▶ [Task item]:
Could you restate every line of the data word for word?

▶ [The records]:
:::
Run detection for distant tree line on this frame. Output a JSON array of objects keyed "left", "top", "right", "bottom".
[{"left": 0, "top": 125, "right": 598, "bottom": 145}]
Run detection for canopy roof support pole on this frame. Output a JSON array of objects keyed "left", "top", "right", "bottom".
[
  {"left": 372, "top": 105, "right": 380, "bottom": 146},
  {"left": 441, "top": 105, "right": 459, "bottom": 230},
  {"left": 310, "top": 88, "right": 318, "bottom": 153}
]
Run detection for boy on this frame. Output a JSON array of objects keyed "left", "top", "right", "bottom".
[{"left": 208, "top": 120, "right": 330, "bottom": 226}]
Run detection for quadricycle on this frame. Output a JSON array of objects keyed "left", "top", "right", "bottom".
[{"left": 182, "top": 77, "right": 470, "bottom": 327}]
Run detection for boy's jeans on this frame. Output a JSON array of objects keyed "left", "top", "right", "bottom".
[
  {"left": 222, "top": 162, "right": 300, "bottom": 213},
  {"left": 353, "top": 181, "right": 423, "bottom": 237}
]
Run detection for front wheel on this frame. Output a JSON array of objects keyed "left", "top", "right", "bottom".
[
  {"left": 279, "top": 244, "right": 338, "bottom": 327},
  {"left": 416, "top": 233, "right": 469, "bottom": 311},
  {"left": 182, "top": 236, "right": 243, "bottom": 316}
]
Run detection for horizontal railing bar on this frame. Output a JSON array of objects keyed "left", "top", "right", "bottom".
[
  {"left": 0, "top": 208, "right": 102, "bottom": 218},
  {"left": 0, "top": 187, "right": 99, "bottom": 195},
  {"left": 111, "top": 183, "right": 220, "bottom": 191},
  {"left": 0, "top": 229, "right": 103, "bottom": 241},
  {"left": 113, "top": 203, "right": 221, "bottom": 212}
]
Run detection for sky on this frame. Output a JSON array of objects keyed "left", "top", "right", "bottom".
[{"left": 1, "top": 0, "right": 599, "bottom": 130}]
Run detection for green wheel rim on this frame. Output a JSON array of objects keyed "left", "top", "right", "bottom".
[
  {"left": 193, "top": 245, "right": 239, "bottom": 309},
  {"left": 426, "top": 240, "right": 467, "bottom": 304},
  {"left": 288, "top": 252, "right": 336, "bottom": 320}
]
:::
▶ [Response box]:
Run detection for distant tree line on this frame. Output a JSON array of objects keyed "left", "top", "right", "bottom".
[{"left": 0, "top": 125, "right": 598, "bottom": 145}]
Run detection for canopy roof support pole on this frame. Output a JSON array of objects keyed "left", "top", "right", "bottom".
[
  {"left": 372, "top": 105, "right": 380, "bottom": 146},
  {"left": 441, "top": 105, "right": 459, "bottom": 230},
  {"left": 310, "top": 88, "right": 318, "bottom": 153}
]
Run detection for boy on this frame. Output a JSON array of objects keyed "left", "top", "right", "bottom".
[{"left": 208, "top": 120, "right": 330, "bottom": 226}]
Run detection for quadricycle on this frame. Output a JSON array of objects keyed "left", "top", "right", "bottom".
[{"left": 182, "top": 77, "right": 470, "bottom": 327}]
Run detection for boy's jeans on this frame. Output a JSON array of objects keyed "left", "top", "right", "bottom".
[
  {"left": 222, "top": 162, "right": 300, "bottom": 213},
  {"left": 353, "top": 181, "right": 423, "bottom": 237}
]
Run detection for front wheel on this frame. Output a JSON array of objects keyed "left", "top", "right", "bottom".
[
  {"left": 279, "top": 244, "right": 338, "bottom": 327},
  {"left": 416, "top": 233, "right": 469, "bottom": 311},
  {"left": 182, "top": 236, "right": 243, "bottom": 316}
]
Run detection for horizontal railing bar on this frame. Output a JSON array of objects keyed "left", "top", "right", "bottom".
[
  {"left": 0, "top": 208, "right": 102, "bottom": 218},
  {"left": 0, "top": 187, "right": 99, "bottom": 195},
  {"left": 111, "top": 183, "right": 220, "bottom": 191},
  {"left": 0, "top": 229, "right": 103, "bottom": 241},
  {"left": 113, "top": 203, "right": 221, "bottom": 212}
]
Run detection for sky on this frame. Output a JSON array of objects keyed "left", "top", "right", "bottom".
[{"left": 1, "top": 0, "right": 599, "bottom": 130}]
Run detection for green wheel rim on this frame. Output a JSON array of objects keyed "left", "top", "right", "bottom".
[
  {"left": 193, "top": 245, "right": 239, "bottom": 309},
  {"left": 426, "top": 240, "right": 467, "bottom": 304},
  {"left": 288, "top": 252, "right": 336, "bottom": 320}
]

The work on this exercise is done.